Object point labels:
begin

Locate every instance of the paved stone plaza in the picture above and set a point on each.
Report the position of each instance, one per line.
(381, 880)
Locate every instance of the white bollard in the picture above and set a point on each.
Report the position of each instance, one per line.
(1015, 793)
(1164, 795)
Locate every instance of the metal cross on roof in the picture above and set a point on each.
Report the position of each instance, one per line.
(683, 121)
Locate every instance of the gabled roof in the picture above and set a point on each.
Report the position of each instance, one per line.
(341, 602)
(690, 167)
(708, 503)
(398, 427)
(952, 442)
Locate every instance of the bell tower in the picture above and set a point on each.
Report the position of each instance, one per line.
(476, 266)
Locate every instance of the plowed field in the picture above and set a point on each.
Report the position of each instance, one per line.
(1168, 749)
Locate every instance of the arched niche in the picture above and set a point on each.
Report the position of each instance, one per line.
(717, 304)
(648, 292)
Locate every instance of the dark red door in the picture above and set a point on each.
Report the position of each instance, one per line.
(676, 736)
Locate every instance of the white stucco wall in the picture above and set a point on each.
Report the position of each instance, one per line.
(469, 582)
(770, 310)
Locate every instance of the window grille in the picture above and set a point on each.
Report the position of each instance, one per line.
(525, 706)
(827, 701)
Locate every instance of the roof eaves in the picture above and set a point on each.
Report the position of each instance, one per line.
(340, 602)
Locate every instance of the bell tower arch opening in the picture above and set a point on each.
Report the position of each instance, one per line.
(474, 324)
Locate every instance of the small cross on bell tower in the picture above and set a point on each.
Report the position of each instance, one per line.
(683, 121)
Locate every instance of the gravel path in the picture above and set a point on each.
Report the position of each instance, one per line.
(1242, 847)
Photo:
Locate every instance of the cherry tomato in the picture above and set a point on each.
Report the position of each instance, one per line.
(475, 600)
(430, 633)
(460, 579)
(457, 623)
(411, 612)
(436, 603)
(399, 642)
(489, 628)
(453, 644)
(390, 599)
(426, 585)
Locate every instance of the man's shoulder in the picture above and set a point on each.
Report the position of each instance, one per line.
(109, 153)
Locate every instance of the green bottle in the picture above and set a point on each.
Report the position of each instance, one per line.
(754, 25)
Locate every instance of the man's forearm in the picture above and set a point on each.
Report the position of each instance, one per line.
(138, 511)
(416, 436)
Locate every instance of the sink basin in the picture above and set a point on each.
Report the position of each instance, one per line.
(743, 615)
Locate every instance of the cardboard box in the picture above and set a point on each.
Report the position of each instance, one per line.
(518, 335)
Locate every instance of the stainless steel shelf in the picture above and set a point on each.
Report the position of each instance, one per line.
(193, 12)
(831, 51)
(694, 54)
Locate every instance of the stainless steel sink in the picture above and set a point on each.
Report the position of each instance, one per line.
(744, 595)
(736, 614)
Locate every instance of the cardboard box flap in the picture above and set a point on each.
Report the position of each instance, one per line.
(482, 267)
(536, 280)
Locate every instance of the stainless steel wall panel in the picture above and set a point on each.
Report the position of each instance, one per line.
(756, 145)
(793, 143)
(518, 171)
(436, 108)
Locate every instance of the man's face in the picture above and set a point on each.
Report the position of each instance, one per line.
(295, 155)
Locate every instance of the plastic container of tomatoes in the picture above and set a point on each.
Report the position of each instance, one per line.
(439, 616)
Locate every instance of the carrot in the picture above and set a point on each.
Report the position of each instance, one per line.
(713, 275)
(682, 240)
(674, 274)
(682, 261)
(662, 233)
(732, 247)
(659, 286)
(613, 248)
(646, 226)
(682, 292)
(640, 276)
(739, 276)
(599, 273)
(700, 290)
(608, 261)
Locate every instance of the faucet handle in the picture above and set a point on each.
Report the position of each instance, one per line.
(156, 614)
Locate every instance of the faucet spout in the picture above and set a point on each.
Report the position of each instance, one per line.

end

**INSTRUCTIONS FOR THE TASK**: Copy the data from its first line through the line containing "(1242, 847)", inclusive, swapping "bell tower" for "campanile" wherever it occurs and changing nothing else.

**OUTPUT BELOW**:
Locate every instance of the paved stone plaza in the picture above and set a point on each.
Report the position of each instance, one per line.
(381, 880)
Locate every instance of the white bollard in the picture above and set a point on each.
Report the position of each instance, one per line.
(1015, 793)
(1164, 795)
Locate every instance of the metal cross on roof in the picture above and set a point on each.
Report the position of each instance, one per line.
(683, 121)
Locate every instance of the gabled roof in the picture above and set a point on each.
Report the position of each instance, one per line.
(341, 602)
(690, 167)
(708, 503)
(398, 427)
(952, 442)
Locate every instance of the campanile in the picture above and set a point on each.
Report the position of each instance, one per line.
(476, 266)
Locate every instance of the plowed field in the picture above and set a point on each.
Report the position of each instance, one per line.
(1168, 749)
Locate every instance of the arched niche in the picture above and set a point on each.
Report the position of each instance, one per line.
(717, 304)
(648, 292)
Locate every instance of the dark red door in the picture above and set a point on each.
Report the position of each instance, one per line.
(676, 736)
Locate every instance of the white stucco wall in the picture above and set a point on each.
Report the position of each instance, one per line.
(469, 582)
(770, 310)
Locate every instance of the window grille in the picture above and set a point on each.
Report the position of each instance, one per line.
(525, 706)
(827, 701)
Locate every instance of the roof eaves in the picture above and set a point on each.
Report the position of each instance, one per line.
(340, 602)
Locate every instance of the campanile arch opening in the picture above and set a point on each.
Report the position of each instance, one per line.
(474, 324)
Locate every instance of the small cross on campanile in the picture above and set a point on each.
Report the position of each instance, one per line.
(683, 121)
Locate every instance of the gravel path in the picture above and set a point on each.
Report the position of each instance, one per line.
(1242, 847)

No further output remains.